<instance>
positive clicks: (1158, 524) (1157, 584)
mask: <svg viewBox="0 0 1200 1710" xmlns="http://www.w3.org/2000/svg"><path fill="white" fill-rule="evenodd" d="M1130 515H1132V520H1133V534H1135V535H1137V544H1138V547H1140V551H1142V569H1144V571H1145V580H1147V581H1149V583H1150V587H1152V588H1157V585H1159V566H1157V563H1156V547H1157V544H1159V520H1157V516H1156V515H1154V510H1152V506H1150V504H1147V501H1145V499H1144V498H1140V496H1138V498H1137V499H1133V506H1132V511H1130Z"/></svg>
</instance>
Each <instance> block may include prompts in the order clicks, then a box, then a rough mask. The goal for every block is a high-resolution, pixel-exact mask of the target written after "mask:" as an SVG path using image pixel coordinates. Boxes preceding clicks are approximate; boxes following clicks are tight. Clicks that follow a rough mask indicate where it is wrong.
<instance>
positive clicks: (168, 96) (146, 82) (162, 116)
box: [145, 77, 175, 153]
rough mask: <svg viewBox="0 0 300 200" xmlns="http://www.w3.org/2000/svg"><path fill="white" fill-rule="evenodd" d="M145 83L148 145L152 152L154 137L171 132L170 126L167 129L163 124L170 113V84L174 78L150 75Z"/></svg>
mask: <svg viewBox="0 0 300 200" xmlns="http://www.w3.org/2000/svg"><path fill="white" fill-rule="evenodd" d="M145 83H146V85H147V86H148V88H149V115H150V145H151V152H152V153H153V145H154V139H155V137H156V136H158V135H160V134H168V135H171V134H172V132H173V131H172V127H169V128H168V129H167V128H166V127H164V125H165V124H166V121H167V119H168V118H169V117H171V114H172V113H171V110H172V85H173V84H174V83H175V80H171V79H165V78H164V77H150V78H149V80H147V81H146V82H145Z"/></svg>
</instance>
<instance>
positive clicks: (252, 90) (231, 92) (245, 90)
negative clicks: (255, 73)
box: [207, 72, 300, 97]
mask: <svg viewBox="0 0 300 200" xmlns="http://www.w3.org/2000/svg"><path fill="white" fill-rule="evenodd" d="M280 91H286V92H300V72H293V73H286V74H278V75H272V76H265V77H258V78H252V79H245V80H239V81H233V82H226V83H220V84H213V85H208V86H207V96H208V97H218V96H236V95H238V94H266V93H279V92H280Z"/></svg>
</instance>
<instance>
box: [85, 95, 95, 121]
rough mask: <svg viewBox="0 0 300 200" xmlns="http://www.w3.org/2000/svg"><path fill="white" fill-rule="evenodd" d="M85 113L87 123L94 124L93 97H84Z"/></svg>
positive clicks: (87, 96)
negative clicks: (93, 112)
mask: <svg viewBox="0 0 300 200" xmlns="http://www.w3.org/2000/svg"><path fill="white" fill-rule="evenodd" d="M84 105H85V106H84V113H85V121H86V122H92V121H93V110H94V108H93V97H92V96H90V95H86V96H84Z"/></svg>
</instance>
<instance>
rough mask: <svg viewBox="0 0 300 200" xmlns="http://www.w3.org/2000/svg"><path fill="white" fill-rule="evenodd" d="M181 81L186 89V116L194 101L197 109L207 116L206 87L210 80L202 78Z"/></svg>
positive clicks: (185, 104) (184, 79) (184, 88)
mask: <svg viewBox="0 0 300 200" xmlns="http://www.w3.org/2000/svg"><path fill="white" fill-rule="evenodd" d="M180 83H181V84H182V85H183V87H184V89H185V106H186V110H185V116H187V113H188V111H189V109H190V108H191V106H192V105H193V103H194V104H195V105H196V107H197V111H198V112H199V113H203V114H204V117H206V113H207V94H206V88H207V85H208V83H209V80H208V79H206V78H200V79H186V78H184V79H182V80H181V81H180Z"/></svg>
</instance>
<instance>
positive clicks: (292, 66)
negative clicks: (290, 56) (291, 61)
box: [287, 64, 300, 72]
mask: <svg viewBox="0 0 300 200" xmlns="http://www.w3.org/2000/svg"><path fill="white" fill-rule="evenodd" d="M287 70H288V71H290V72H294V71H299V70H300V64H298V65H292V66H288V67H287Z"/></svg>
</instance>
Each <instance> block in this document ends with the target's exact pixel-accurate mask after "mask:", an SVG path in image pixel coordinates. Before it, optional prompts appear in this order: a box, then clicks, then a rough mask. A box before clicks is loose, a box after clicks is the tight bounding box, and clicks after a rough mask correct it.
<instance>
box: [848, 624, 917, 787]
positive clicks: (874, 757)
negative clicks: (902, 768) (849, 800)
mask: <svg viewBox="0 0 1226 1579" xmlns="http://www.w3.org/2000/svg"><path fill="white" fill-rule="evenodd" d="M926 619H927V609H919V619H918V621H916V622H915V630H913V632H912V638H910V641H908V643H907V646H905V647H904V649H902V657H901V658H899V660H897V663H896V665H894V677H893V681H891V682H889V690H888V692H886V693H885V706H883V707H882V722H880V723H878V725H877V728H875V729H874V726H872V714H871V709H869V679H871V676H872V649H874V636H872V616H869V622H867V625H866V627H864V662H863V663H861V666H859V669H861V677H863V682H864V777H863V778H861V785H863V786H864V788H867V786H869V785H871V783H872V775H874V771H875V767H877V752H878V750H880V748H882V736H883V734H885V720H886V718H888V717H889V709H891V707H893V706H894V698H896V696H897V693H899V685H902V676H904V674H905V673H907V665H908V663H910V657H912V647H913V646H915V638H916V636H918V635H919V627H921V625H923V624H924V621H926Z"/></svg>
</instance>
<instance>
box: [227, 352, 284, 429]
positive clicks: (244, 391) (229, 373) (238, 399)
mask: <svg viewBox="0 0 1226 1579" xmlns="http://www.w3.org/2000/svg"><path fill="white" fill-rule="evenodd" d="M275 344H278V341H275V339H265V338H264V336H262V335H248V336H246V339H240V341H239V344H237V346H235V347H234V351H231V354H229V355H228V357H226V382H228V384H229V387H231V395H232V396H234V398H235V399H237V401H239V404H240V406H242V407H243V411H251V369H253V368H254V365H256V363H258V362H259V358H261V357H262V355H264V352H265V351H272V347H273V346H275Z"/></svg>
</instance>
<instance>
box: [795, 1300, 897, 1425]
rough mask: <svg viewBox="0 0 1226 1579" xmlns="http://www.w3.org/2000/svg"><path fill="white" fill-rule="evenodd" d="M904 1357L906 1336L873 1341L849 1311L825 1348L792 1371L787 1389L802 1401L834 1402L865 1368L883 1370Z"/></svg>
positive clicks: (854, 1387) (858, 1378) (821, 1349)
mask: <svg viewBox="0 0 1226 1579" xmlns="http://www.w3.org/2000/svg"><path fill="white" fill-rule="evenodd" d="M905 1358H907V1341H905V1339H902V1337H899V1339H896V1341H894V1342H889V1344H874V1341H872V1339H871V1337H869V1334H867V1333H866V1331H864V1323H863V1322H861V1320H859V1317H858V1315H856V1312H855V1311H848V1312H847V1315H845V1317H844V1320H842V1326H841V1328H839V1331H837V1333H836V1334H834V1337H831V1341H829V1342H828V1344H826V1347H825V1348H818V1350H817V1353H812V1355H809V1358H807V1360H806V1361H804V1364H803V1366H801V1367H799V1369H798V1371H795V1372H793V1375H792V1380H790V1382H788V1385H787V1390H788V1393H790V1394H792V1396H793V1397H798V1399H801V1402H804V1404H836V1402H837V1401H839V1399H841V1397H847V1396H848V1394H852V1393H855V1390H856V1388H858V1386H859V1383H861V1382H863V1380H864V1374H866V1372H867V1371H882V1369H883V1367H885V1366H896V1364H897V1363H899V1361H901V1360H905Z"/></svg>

* [PROBLEM STATEMENT] Start at the first line of the data above. Stop after the line containing "Each <instance> block may", reproducing each line exactly and adding nothing.

* [COMPLETED TASK]
<instance>
positive clicks: (1158, 524) (1157, 584)
mask: <svg viewBox="0 0 1200 1710" xmlns="http://www.w3.org/2000/svg"><path fill="white" fill-rule="evenodd" d="M1130 515H1132V520H1133V534H1135V535H1137V544H1138V547H1140V551H1142V569H1144V571H1145V580H1147V581H1149V583H1150V587H1152V588H1157V585H1159V566H1157V563H1156V547H1157V544H1159V520H1157V516H1156V515H1154V510H1152V506H1150V504H1147V501H1145V499H1144V498H1140V496H1138V498H1137V499H1133V506H1132V511H1130Z"/></svg>
</instance>
Each <instance> block may include prompts in the order clicks, then a box, then a rough mask. The goal for every block is a high-resolution, pixel-exact mask of the target written after "mask:" as an SVG path using image pixel coordinates. Boxes preceding clicks are approximate; boxes following clicks are tight. Clicks that follow a rough mask indicate where it is wrong.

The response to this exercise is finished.